Linhas de entrada.

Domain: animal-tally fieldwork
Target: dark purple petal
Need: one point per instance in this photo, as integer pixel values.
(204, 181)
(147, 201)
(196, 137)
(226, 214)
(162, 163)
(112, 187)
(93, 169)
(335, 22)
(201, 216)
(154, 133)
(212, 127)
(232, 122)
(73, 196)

Exercício escrito.
Reescreva todas as linhas acima como uma lista JSON de strings, com uma string para cada linha e omitindo as linhas em branco.

Resposta ao problema.
[
  "Domain: animal-tally fieldwork",
  "Target: dark purple petal",
  "Need: one point per instance in this photo, as integer pixel values.",
  "(204, 181)",
  "(147, 201)",
  "(196, 137)",
  "(226, 214)",
  "(162, 163)",
  "(112, 187)",
  "(93, 169)",
  "(335, 22)",
  "(201, 216)",
  "(154, 133)",
  "(212, 127)",
  "(232, 122)",
  "(73, 196)"
]